Data entries

[Start]

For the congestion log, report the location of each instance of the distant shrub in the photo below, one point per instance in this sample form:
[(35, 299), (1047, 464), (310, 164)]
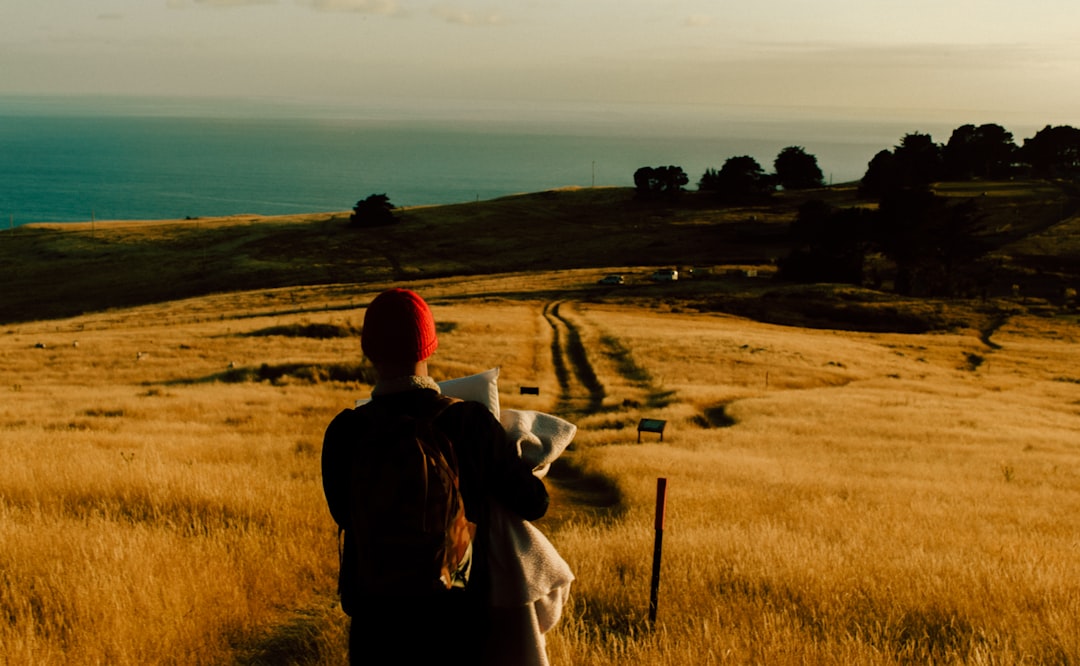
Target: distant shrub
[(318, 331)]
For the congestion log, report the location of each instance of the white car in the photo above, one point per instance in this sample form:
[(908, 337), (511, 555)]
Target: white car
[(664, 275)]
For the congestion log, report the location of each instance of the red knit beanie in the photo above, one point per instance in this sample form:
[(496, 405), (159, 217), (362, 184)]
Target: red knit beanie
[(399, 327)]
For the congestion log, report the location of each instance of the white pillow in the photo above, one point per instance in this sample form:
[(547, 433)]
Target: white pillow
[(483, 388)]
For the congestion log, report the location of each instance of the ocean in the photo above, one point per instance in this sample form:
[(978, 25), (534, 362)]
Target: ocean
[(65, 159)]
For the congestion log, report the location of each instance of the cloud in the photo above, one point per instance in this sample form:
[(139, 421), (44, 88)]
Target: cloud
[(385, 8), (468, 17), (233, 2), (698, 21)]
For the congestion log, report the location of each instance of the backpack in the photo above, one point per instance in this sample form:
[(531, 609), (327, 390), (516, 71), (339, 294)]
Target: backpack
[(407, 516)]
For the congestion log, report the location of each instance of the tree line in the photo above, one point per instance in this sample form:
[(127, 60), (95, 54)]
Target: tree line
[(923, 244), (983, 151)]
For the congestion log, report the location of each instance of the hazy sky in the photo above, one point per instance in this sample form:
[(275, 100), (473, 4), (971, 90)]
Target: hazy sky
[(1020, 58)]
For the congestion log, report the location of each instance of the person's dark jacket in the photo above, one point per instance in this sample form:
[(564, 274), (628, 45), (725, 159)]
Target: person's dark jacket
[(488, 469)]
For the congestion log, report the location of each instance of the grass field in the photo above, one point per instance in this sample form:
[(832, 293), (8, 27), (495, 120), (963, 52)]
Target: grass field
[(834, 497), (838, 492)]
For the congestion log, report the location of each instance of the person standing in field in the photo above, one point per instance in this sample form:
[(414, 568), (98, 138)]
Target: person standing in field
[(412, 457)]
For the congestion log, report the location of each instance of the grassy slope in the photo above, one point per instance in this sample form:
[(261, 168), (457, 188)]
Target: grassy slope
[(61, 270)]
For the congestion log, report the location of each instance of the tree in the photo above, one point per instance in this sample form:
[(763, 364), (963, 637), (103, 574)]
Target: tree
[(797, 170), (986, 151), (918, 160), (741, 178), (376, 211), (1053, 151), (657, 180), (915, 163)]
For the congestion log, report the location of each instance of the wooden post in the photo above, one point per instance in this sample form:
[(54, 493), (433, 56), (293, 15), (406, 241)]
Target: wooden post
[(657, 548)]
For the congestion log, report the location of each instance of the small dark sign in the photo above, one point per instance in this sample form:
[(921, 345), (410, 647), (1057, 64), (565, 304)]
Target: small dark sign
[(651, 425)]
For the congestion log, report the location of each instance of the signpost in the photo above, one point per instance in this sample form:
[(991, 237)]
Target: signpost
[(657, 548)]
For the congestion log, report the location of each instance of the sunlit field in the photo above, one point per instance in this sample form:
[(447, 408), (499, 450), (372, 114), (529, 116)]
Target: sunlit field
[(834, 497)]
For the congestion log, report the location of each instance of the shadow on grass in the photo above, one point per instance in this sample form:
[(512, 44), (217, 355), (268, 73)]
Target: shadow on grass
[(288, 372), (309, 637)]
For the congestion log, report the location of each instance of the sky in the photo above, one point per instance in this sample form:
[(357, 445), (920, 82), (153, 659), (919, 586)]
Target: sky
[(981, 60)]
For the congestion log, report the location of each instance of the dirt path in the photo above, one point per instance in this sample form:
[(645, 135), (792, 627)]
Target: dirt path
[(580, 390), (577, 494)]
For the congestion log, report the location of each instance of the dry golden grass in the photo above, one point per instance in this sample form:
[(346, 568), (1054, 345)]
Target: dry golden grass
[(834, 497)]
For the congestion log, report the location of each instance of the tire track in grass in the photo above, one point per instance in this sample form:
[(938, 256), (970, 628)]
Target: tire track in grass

[End]
[Start]

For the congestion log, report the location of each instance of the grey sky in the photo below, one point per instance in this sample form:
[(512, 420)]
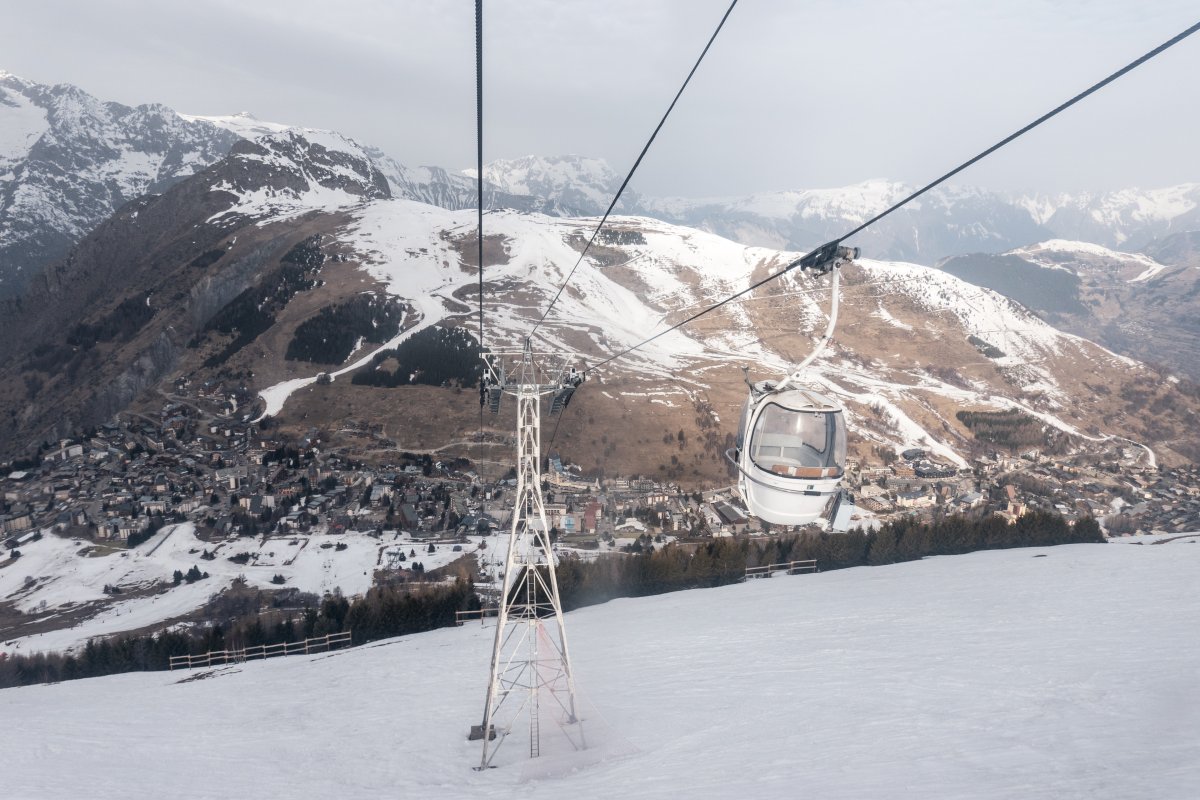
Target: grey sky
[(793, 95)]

[End]

Stated goal
Begin at the line that contains "the white pillow" and stop after the line that contains "[(407, 516)]". Reproduce those lines with "congestion log" replaced by "traffic log" and everything else left unchanged.

Worked answer
For the traffic log, report the location of each instance of the white pillow in the photo above, one point per instance in this sample form:
[(547, 433)]
Target: white pillow
[(483, 388)]
For the traffic log, report the location of each instance of the ocean in the photo above, one point per instance in this sample form:
[(978, 25), (534, 362)]
Target: ocean
[(65, 159)]
For the traffic log, report the location of each instance of the cloud in the photo above, one point per instance in this sample form:
[(139, 421), (44, 88)]
Target: cloud
[(385, 8), (468, 17), (233, 2), (698, 21)]
For the traffic log, report the location of each instance of the backpack in the photo above, one point per instance in this sample form:
[(531, 609), (327, 390), (516, 71), (339, 294)]
Target: backpack
[(407, 516)]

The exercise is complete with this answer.